What the task asks
The records appear below. Repeat them exactly.

Input data
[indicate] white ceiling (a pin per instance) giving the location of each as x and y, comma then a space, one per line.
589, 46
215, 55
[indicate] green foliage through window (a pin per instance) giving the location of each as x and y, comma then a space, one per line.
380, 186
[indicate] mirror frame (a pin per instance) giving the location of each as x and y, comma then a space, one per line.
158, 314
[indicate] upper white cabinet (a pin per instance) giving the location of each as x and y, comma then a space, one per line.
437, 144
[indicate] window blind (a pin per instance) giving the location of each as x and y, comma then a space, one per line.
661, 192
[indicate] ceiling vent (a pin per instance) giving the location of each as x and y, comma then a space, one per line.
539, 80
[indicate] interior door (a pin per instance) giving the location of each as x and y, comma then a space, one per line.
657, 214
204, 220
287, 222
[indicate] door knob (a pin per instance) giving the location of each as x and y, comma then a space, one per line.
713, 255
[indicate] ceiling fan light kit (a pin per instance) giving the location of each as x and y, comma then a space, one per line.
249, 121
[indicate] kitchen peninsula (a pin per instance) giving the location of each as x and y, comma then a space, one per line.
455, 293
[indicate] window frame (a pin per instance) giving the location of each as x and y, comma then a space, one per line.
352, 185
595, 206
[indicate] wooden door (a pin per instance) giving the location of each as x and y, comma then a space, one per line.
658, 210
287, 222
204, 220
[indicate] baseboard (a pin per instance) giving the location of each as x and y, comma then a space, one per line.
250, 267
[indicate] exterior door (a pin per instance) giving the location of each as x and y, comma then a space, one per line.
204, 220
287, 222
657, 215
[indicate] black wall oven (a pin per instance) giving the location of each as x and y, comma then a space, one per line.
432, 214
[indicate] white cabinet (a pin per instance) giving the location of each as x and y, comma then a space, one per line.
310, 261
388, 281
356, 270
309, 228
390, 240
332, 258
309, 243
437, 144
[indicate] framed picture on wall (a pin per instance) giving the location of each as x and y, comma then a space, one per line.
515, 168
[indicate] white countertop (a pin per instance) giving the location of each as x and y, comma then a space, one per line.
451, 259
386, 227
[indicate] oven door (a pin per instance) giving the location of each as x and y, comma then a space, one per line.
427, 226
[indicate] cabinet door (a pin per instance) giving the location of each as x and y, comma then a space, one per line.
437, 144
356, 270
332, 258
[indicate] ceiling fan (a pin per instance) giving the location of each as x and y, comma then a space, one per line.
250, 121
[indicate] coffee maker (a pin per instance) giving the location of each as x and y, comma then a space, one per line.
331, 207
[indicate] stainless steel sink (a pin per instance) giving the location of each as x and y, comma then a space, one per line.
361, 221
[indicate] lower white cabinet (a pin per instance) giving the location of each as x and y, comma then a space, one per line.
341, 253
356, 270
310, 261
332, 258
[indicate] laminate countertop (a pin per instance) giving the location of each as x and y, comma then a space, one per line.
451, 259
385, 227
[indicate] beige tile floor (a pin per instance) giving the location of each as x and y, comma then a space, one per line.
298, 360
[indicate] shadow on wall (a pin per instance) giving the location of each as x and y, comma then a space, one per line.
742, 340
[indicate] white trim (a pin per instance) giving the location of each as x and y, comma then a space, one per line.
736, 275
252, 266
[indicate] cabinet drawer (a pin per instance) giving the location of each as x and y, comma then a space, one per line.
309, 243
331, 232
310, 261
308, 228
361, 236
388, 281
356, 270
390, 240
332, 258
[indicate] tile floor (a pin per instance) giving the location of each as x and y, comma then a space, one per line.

Result of the exercise
[indicate] white ceiling (a pin per instance) giving the location of each as x and y, comma then a space, one per line.
589, 46
215, 55
[indicate] green foliage through window (a pin per instance) giving the location of each as x and y, comma then a space, one per line.
380, 186
[indicate] mirror frame (a pin per instance) giving the location of each as x and y, comma then a space, one per line.
158, 314
[indicate] upper white cabinet (a pin per instance) giving the location of each as x and y, comma then a space, one per line.
437, 144
[indicate] window blind (a pin per instance) giving the location of each as x and y, comma then a space, one per line.
661, 192
[indicate] ceiling vent (a pin per instance) giving the location of each as x and y, comma then a space, one per line.
539, 80
[indicate] interior door (a pin per instance) giving the location of each as x and y, comma then a space, one per line.
657, 214
204, 220
287, 222
[indicate] door knob (a pin per instance) giving the location of each as x and y, comma then a space, one per line.
713, 255
[indicate] ceiling fan light kit (a pin per instance) giving the location of each as x and y, comma then a space, one per line.
249, 121
[indicate] kitchen peninsula (a pin per instance) giving the location of each as x and y, comma then a space, one per line.
455, 293
[indicate] window frame (a pin per instance) giving the location of each as x and y, comma then a space, one per line.
352, 185
595, 206
[indicate] wooden door (a pin per instance) giving the location of each as x and y, comma then a space, one per line.
658, 210
287, 222
204, 220
[indicate] baseboard (a pin per instance) giving the location of each as x and y, comma then a space, one per line.
250, 267
[indicate] exterior door (a pin per instance) giving the location of each as x and y, comma then a space, one per line.
204, 220
287, 222
657, 215
[indicate] black wall oven (a pin per instance) giving the location of each as x and y, comma then a space, one per line.
432, 214
[indicate] white cabinet (a pin per instance) giving the location of each as x and y, comma then a space, one per line.
310, 261
388, 281
356, 270
309, 228
390, 240
332, 258
309, 243
437, 144
[indicate] framed picture on wall (a pin per instance) giving the location of each as x and y, comma then a space, one per line.
515, 168
[indicate] white countertop (a pin per instance) giving the location of each as x and y, comma then a space, one per line.
451, 259
386, 227
[indicate] oven door (a pin per instance) giving the location of each as x and y, comma then a space, one per line.
427, 226
[indicate] cabinet door (a pin per instance) giving the location of each as x and y, comma then a space, one per line.
437, 144
356, 270
332, 258
[indicate] ceiling fan (a pin per instance) giving the location of each as x and y, comma then a space, one per line.
250, 121
[indicate] coffee maker (a pin per instance) giving the location of each as x and y, comma then a space, one per line.
331, 207
[indicate] stainless steel sink (a pin per instance) giving the location of each as x and y, comma then a space, one per line.
361, 221
[indicate] lower white cabinet (a pin per instance) giving the location of each as x and y, comma then a space, one per line.
341, 253
356, 270
310, 261
332, 258
[indicate] laminate countertop (a pin per instance) giving the location of each as x and y, comma then a space, one per line.
451, 259
385, 227
[indicate] beige tile floor (a pin per instance) giving the location of each as x and y, comma then a space, one per line.
298, 360
[indicate] shadow on wall (a pin per instance) giving the location of each as x and y, comma then a space, one per line.
742, 340
[indicate] white trim (a pin per instance) giving the location of each as x and y, comma then a space, one per line.
736, 275
252, 266
[indicate] cabinet drawer (a pin per instance) giving the location of each as x and y, comma then a space, one per line.
309, 243
331, 232
310, 261
308, 228
361, 236
388, 281
356, 270
390, 240
332, 258
[indicate] tile floor (a pin per instance) giving the location of each as x and y, comma then a space, one per line.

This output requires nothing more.